_CHALLENGE:_ Extend the forum post below about huge error bars with brms_multiple, picking up after its last sentence.

_SELECTED TEXT:_
>>

Huge error bars with brms_multiple

Hi all,

I am running brms_multiple in a strange way that may be the wrong intent. I am basically trying to subsample my data over and over again to check that my original model isn’t a product of pseudo-replication. Long story short: one of the factors has many levels where n=1 for some of them and I am comparing it to another factor where n=10 for example. Removing the n=1 levels is not an option. So what the reviewers want me to do is to subsample the data over and over again to equally pick out one sample so n=1 for both factors and bootstrap this to make sure the model works.

Question 1: is it ok to use brms_multiple for this? Basically running a model over and over again by comparing 2 random samples to each other in a dataset of 400 samples.

Here is my forloop to basically slice my data into subsampled subsets and then I run all these subsets into brms_multiple. The errors bars are HUGE every time which is understandeable but the actual values stay quite similar which tells me there should be a way to minimize the error bars…
Any info would be appreicated!

<<

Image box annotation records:
>>

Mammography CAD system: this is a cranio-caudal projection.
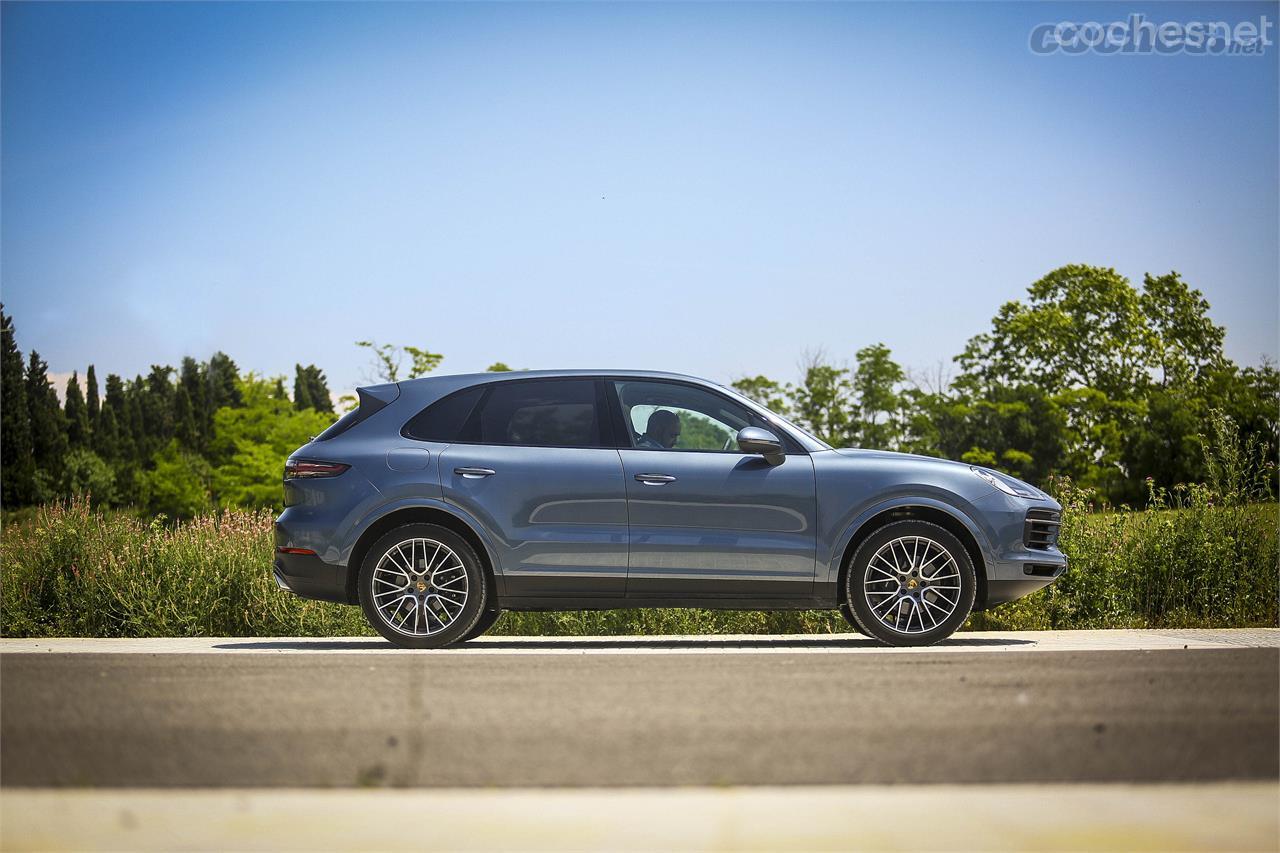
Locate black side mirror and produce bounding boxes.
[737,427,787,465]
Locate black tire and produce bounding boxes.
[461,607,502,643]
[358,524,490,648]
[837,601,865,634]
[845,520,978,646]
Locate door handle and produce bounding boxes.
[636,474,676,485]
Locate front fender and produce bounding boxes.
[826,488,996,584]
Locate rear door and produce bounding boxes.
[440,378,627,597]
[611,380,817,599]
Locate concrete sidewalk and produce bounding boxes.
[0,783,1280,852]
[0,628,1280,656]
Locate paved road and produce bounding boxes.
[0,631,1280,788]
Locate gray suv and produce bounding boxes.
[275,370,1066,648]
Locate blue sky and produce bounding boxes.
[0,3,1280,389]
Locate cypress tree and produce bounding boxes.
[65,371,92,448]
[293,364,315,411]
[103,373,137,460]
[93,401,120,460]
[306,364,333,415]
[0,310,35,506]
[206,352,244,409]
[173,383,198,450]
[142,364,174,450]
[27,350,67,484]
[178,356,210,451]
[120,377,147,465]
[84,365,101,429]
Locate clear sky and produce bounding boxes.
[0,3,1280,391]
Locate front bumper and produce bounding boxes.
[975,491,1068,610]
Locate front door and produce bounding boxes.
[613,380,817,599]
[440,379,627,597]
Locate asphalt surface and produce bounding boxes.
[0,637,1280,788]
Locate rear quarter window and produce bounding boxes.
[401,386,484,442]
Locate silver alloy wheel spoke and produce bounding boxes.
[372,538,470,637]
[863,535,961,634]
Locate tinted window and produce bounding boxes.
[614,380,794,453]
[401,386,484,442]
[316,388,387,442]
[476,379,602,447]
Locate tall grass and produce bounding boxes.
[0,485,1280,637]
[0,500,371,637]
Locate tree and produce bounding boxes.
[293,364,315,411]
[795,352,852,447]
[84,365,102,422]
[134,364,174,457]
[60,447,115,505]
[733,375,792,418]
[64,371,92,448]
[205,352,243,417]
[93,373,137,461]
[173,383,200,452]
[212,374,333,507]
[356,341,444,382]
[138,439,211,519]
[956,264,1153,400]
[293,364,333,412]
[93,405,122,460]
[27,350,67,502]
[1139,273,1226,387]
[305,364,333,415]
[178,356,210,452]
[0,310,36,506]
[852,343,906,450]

<<
>>

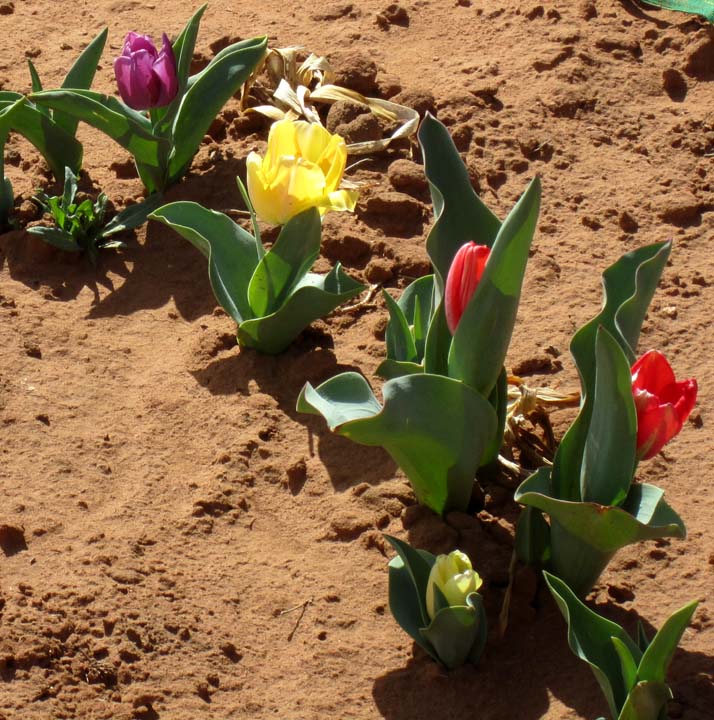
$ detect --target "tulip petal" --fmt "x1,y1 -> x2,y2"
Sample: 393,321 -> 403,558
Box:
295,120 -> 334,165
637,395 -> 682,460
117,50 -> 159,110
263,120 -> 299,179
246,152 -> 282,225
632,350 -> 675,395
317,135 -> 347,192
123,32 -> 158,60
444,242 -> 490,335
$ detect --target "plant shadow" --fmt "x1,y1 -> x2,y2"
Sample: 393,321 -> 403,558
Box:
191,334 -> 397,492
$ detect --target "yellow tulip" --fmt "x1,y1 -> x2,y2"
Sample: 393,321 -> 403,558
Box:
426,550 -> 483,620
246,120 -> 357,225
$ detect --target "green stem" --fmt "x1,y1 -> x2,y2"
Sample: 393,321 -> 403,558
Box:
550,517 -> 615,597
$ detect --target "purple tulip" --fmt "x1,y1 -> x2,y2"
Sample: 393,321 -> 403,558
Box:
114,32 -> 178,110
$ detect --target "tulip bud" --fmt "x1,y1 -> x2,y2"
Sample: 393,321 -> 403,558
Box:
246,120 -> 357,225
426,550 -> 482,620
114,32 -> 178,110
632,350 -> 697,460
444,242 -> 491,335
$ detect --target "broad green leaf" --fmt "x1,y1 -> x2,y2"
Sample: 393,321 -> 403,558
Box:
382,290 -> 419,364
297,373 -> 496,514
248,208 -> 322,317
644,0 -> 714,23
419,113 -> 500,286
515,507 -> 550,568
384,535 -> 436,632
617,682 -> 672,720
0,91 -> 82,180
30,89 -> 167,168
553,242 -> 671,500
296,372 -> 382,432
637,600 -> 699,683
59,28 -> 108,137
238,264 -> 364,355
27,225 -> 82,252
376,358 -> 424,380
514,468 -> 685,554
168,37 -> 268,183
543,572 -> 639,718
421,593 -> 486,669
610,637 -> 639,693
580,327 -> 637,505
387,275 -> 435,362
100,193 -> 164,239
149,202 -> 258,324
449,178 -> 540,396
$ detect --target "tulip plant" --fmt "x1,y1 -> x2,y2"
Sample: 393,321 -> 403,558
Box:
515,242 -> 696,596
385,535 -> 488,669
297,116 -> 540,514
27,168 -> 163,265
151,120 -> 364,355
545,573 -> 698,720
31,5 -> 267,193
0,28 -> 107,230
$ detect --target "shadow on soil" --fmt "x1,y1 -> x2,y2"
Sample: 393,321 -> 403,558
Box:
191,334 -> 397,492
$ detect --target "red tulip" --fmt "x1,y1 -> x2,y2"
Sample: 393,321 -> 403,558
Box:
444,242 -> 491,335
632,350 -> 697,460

<<
>>

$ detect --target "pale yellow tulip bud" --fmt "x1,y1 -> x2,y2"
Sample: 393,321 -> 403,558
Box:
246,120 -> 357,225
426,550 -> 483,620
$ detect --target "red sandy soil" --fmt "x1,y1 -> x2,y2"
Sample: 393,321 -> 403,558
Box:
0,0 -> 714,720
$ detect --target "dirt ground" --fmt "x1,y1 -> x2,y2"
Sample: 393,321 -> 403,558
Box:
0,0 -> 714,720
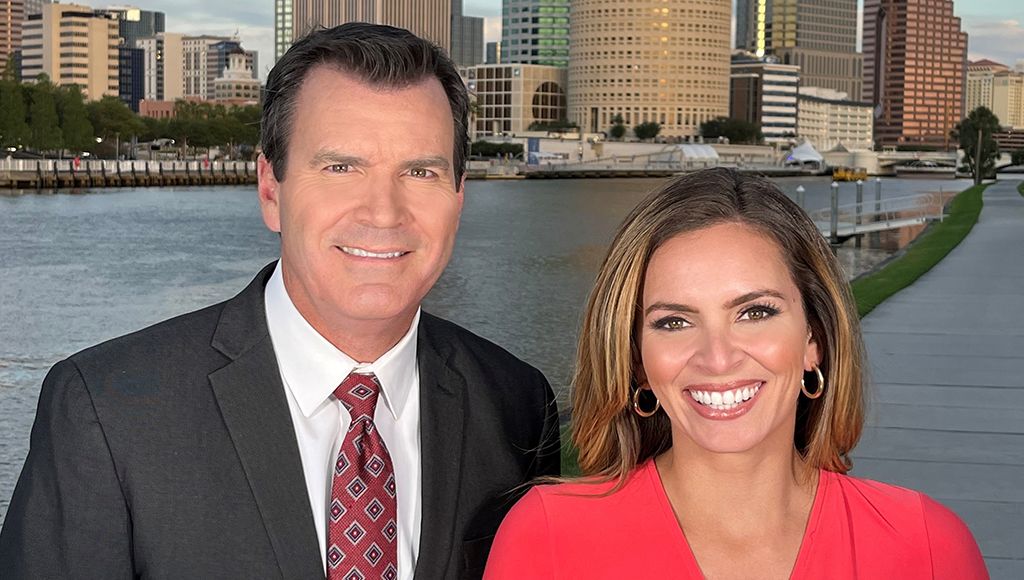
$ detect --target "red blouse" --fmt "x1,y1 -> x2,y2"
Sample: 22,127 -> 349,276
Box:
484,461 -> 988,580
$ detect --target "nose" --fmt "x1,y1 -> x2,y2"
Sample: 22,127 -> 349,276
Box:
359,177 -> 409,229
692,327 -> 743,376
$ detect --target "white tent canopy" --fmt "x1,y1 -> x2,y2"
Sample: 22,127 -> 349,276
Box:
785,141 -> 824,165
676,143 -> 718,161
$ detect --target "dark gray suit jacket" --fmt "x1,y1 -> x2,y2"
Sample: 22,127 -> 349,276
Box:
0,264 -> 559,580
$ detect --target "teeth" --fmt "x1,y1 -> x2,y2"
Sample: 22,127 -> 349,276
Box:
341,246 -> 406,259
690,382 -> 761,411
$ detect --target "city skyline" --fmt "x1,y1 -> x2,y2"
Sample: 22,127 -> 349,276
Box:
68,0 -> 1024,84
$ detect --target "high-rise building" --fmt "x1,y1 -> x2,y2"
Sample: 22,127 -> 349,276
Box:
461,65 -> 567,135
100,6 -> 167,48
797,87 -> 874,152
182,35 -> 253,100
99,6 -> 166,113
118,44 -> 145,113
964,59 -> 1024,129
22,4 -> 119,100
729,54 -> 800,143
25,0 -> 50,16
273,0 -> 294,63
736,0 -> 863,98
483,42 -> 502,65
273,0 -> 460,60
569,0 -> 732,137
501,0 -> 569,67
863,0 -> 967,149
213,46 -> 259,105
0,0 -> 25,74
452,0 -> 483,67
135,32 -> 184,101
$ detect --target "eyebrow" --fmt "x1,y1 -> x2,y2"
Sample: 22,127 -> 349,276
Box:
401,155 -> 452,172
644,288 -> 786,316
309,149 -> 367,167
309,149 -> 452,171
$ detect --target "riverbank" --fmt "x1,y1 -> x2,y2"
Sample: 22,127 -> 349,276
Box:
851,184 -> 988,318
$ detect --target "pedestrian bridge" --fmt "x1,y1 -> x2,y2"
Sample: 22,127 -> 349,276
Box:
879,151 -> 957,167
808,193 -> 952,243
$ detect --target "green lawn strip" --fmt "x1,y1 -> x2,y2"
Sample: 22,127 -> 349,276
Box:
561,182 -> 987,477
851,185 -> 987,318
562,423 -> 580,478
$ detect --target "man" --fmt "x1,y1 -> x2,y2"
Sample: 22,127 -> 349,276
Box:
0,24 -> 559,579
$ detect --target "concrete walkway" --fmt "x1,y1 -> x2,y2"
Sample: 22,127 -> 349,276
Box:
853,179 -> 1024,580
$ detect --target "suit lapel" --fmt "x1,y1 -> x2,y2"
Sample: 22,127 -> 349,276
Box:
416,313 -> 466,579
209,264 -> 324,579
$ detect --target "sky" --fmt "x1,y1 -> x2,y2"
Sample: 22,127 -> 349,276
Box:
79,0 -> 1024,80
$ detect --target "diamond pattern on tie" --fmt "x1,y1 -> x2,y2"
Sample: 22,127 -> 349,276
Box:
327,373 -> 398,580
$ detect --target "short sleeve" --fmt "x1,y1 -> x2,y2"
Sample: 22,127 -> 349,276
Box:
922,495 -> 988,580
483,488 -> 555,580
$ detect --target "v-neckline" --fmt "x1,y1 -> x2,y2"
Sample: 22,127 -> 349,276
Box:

<<

_RESULT OF THIS TASK:_
df1 ← lapply(1:999, function(x) sub %>% group_by(dietAandB) %>% sample_n(1, replace =FALSE) |> ungroup())

fit1 ← brm_multiple(similarity ~ dietAandB,
data = df1,
family = “beta”, backend=“cmdstanr”, core=4,threads = 2)


And heres the output for doing it just 9 times but the error bars are similarly big for 999 times. Honestly increasing the repititions doesn’t change the error size at all.

Family: beta
Links: mu = logit; phi = identity
Formula: similarity ~ dietAandB
Data: df1 (Number of observations: 8)
Draws: 36 chains, each with iter = 2000; warmup = 1000; thin = 1;
total post-warmup draws = 36000

Population-Level Effects:
Estimate Est.Error l-95% CI u-95% CI Rhat Bulk_ESS
Intercept -1.11 0.80 -2.89 0.16 1.35 82
dietAandBFishcarnivore:Mammalcarnivore -0.73 1.13 -3.03 1.54 1.27 97
dietAandBFishcarnivore:Mammalherbivore -1.39 1.26 -4.00 1.08 1.23 108
dietAandBFishherbivore:Mammalcarnivore -0.95 1.12 -3.22 1.32 1.19 126
dietAandBFishherbivore:Mammalherbivore -0.77 1.06 -2.86 1.41 1.19 128
dietAandBMammalcarnivore:Mammalcarnivore 0.68 0.96 -1.04 2.74 1.24 108
dietAandBMammalcarnivore:Mammalherbivore -1.29 1.40 -4.16 1.35 1.42 73
dietAandBMammalherbivore:Mammalherbivore -0.32 1.07 -2.35 1.90 1.28 94

Can you explain exactly what aspect of the output is unexpected, and why it is unexpected?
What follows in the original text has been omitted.